# Who is this user - attention test - ?



## Shaggy (Apr 29, 2005)

I see this user on here all the time. Looks like he/she has visited 1050 times and has never posted? Is it a robot/spider?


----------



## Shaggy (Apr 29, 2005)

Also this user - o76 test -

Same thing? Over 250 visits and no posts?


----------



## Lydia (Feb 6, 2005)

good question....ive never noticed that before, but now that you say that, i see they visited today too....they both have the same exact "birthdate", too


----------



## atltk (Feb 16, 2005)

:?:


----------



## fish_doc (Jan 31, 2005)

1050 times and that is just since the site was reset. My guess it is robots


----------



## shev (Jan 18, 2005)

robots or aliens, you never know.


----------



## Shaggy (Apr 29, 2005)

Oh, scary!!


----------



## maxpayne_lhp (Jan 19, 2005)

Someone doesn't have enough $ to buy a keyboard? 
jk...


----------



## Cichlid Man (Jan 19, 2005)

I saw this, robot/virus ages ago, I tried to ban it but to be able to ban someone they need to of posted something first. :lol:


----------



## maxpayne_lhp (Jan 19, 2005)

Yeah, you don't have a right to, Cichlid man, however he/she/something hasn't broken any of our forum's rules.. 
Just let it be...


----------



## Lydia (Feb 6, 2005)

no offense to cichlid man, but you seem to be getting slightly power hungry


----------



## maxpayne_lhp (Jan 19, 2005)

Will someone's account be deleted if it's not in use (post, like an example) for a while?


----------



## Cichlid Man (Jan 19, 2005)

Lydia @ Sun May 08 said:


> no offense to cichlid man, but you seem to be getting slightly power hungry


LOL :lol: , but a virus is a potential threat to the whole system so thats why I wanted to ban it. Mark had trouble with hakers in the past too.


----------



## Fla280zxDrifter (Mar 27, 2005)

why would robots be interested in aquariums? haha jk i used to be a regular member before it was reset? after the hurricane i wasn't online for a few months and then when i got one everything was different and my account was gone. . . but, now im back. . . i really like the changes


----------



## fish_doc (Jan 31, 2005)

Its a trade off. You may stop hackers but you also stop search engines from promoting your site.


----------



## Lydia (Feb 6, 2005)

hey drifter....did you get hit bad by the hurricanes? my aunt has a house in pensacola that she rents out and it got a hole in the roof but not anything else major happened to it....im just curious how the other places in the area fared


----------



## Osiris (Jan 18, 2005)

HMm delete account, lol i dunno that isn't a person, most forums even locals i noticed you know has lots of members but handful of talkers, most are there to learn or just cruise and some even just forget about it after seeing it..lol


----------

> **PROBLEMS AND TASKS**:
**a)** Copy out the stretch of the forum thread from "I saw this, robot/virus" through "let it be..." word for word.
**b)** In the forum thread, what reason does Cichlid Man give for being unable to ban the robot/virus?

(Image point grounding rows)
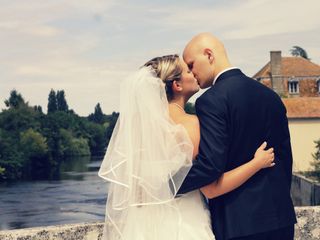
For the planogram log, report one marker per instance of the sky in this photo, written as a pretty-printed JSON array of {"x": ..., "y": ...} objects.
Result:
[{"x": 86, "y": 48}]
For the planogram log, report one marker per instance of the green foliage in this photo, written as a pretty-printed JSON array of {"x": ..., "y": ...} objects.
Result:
[
  {"x": 61, "y": 101},
  {"x": 33, "y": 144},
  {"x": 52, "y": 102},
  {"x": 97, "y": 116},
  {"x": 15, "y": 100}
]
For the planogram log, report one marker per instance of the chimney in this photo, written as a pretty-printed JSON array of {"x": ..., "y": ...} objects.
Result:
[{"x": 275, "y": 67}]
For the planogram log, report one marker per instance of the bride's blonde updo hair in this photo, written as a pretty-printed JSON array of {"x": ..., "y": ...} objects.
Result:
[{"x": 168, "y": 69}]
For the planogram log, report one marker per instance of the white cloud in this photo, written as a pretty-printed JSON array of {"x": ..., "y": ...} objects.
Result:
[{"x": 87, "y": 47}]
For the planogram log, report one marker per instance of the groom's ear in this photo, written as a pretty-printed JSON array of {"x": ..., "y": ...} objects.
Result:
[{"x": 208, "y": 52}]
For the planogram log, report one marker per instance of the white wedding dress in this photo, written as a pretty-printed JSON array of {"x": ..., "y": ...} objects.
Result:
[{"x": 147, "y": 159}]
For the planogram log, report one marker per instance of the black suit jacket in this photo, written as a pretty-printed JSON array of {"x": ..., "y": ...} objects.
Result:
[{"x": 236, "y": 116}]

> **ANSWERS BY ITEM**:
**a)**
I saw this, robot/virus ages ago, I tried to ban it but to be able to ban someone they need to of posted something first. :lol:


----------



## maxpayne_lhp (Jan 19, 2005)

Yeah, you don't have a right to, Cichlid man, however he/she/something hasn't broken any of our forum's rules.. 
Just let it be...

**b)** A user must have posted something before they can be banned.